• PROBLEM DETAILS
Reproduce the data word for word from the line containing "The client would like the jacket zipper" through the line containing "[0,0,1568,78]", including both of those lines. Print nothing else.

• DATA EXCERPTS

******************************

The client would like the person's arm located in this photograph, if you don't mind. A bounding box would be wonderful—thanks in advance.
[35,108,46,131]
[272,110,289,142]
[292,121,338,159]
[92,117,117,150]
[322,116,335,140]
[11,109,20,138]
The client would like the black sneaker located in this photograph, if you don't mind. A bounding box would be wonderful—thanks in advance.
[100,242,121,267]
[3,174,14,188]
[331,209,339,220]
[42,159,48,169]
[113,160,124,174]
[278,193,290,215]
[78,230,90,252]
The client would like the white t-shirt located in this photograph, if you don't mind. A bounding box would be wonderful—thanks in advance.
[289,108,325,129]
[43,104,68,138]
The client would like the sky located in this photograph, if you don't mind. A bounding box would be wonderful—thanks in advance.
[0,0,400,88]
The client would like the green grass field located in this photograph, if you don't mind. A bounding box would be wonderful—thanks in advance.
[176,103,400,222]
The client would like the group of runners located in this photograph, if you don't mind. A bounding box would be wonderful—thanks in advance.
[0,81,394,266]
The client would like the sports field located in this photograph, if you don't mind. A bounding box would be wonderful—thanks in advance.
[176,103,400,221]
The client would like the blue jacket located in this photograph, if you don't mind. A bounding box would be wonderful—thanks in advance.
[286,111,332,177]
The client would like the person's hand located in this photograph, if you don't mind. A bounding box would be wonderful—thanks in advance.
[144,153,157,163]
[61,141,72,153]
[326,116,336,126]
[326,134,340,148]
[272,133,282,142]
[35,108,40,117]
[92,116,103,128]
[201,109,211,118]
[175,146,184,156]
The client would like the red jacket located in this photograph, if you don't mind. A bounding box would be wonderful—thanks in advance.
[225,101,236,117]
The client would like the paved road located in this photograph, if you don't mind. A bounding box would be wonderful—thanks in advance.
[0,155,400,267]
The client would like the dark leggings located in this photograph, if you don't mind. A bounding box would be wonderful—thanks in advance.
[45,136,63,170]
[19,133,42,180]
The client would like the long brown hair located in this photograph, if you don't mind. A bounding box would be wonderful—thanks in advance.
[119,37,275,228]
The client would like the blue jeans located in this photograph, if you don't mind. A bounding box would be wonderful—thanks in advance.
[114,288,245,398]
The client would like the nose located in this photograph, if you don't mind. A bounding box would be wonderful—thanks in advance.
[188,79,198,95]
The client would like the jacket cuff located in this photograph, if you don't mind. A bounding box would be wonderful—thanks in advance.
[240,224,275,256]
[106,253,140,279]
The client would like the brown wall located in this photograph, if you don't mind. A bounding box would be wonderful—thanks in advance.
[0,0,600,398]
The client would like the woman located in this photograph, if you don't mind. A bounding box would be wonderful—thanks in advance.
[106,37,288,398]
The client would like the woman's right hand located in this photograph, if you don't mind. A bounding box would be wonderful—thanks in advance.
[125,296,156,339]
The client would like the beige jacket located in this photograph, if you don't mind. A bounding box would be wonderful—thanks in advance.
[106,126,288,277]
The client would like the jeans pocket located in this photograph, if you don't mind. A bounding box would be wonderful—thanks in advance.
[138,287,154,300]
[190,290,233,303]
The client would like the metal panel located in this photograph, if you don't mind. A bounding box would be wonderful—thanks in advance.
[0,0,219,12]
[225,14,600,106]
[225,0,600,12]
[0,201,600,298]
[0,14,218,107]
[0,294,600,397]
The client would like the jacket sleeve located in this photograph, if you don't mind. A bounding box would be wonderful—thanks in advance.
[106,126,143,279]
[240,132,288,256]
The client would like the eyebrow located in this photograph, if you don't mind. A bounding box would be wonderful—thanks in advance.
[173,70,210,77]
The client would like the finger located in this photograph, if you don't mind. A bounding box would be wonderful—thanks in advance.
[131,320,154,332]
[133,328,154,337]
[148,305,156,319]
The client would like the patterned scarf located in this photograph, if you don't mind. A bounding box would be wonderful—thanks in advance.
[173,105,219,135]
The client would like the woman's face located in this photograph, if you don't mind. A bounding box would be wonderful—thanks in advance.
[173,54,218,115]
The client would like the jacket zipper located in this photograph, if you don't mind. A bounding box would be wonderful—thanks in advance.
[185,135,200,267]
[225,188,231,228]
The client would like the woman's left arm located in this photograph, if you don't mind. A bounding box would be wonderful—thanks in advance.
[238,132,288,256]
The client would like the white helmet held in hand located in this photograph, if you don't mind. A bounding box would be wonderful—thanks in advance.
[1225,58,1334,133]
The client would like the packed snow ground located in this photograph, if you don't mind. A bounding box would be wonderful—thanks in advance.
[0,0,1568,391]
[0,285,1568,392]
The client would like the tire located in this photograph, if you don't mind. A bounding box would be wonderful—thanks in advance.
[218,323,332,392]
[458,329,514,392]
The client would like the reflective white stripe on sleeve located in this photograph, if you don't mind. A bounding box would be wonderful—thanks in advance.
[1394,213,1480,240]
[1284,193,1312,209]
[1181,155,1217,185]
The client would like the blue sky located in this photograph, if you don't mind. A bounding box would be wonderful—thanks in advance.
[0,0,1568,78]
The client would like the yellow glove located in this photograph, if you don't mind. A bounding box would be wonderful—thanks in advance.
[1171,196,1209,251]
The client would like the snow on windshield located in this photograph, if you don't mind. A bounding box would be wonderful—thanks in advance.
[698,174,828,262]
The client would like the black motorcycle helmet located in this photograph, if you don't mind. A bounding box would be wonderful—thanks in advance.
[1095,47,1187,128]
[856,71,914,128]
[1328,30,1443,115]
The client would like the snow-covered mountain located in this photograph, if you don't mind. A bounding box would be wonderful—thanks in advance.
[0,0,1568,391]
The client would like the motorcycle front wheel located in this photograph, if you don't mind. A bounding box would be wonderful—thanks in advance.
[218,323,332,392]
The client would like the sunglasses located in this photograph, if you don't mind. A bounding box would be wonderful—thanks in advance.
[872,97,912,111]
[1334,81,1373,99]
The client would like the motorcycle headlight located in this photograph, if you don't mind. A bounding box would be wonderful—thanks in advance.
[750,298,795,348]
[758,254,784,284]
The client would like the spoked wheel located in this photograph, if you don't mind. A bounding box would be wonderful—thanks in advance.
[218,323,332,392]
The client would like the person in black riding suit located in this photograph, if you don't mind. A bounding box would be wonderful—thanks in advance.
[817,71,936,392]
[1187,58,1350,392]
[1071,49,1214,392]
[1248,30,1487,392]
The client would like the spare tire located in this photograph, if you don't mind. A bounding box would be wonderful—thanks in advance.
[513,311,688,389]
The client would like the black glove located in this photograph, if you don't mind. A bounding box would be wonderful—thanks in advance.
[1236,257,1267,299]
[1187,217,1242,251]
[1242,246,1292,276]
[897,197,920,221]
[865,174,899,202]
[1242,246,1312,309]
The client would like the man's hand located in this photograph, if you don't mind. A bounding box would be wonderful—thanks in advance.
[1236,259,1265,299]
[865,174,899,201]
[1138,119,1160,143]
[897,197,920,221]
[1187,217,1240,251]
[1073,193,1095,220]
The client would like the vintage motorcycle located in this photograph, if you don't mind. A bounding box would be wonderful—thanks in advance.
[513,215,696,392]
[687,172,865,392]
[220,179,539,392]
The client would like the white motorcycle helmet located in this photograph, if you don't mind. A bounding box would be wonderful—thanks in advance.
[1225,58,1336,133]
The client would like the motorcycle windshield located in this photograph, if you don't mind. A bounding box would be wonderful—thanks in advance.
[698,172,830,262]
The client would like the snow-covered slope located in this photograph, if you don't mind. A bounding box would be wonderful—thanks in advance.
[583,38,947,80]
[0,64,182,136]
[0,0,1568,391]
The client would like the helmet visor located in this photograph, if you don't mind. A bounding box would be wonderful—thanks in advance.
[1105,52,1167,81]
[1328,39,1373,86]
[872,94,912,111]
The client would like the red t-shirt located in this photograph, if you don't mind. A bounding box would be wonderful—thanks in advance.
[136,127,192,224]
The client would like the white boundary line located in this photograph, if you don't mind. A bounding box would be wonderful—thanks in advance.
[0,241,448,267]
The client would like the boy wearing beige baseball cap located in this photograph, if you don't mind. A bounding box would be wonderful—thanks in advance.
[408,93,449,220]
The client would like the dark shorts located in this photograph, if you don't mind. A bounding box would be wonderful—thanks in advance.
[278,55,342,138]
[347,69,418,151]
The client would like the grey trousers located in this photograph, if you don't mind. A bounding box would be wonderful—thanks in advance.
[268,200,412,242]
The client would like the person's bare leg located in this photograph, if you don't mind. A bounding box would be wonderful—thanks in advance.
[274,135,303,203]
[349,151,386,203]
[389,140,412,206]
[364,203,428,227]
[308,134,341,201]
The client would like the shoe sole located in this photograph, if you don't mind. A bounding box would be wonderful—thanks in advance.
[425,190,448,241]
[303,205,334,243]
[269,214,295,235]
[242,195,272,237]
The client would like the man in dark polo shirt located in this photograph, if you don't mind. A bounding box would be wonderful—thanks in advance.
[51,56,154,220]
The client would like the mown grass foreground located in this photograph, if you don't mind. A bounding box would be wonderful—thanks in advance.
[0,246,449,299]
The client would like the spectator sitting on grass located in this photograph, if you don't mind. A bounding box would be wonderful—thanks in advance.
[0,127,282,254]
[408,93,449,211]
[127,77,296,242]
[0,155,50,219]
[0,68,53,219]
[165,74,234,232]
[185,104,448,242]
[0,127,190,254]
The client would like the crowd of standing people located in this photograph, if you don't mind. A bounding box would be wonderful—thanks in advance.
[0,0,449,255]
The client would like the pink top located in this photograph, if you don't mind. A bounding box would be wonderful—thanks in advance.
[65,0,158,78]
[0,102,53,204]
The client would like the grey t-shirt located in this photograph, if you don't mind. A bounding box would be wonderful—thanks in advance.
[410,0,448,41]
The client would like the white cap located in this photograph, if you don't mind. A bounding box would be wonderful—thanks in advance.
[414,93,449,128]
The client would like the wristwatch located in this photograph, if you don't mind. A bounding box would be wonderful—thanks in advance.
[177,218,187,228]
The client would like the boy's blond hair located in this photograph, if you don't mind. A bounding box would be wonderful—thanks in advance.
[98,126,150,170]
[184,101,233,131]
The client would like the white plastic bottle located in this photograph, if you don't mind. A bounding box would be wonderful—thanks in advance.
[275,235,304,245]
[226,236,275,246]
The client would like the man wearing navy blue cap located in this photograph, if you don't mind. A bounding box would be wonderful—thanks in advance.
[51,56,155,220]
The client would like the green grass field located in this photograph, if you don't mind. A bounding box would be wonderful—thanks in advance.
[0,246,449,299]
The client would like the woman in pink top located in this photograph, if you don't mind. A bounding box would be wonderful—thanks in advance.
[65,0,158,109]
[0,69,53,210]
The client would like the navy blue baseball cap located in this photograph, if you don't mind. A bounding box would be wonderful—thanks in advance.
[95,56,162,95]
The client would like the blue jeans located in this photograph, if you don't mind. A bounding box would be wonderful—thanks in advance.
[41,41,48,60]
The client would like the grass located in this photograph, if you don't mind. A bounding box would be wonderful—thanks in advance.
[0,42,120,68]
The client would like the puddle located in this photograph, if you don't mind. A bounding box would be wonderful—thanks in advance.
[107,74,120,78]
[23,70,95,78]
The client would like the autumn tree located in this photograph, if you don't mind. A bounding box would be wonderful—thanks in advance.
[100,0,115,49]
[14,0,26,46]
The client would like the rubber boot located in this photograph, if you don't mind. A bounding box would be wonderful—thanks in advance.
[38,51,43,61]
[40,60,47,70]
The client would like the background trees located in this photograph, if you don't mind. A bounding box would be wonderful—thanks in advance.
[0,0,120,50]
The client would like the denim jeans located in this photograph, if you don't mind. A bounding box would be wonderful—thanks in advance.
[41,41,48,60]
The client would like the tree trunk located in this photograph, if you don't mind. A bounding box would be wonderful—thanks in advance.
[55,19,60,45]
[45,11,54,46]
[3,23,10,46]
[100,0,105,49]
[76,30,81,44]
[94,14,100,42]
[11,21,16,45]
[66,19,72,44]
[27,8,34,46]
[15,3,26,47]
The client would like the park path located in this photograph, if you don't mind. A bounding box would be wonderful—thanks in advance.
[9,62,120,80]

******************************

• THE OUTPUT
The client would like the jacket zipper located in this photograph, if you don't mind. A bounding box would be wonderful—thanks in advance.
[185,135,200,267]
[225,188,231,228]
The client would like the woman's left arm located in this photograph, if you don't mind. A bounding box would be wonderful—thanks in advance.
[238,132,288,256]
The client would like the white helmet held in hand located in this photograph, if you don't mind. A bounding box would be wonderful—thanks in advance.
[1225,58,1334,133]
The client would like the packed snow ground located in this photograph, if you don't mind. A bounding box would be wonderful—thanks in advance.
[0,0,1568,391]
[0,285,1568,392]
The client would like the tire located in this photograph, if you don't mind. A bounding box would be wonderful—thanks in advance.
[218,323,332,392]
[458,329,514,392]
The client would like the reflective white stripe on sleeve located in this photograph, if you don't mind. A bounding box would be wonderful—thanks in advance.
[1394,213,1480,240]
[1284,193,1312,209]
[1181,155,1217,185]
The client would like the blue sky located in this photograph, if you don't mind. A bounding box would be wonderful—thanks in advance.
[0,0,1568,78]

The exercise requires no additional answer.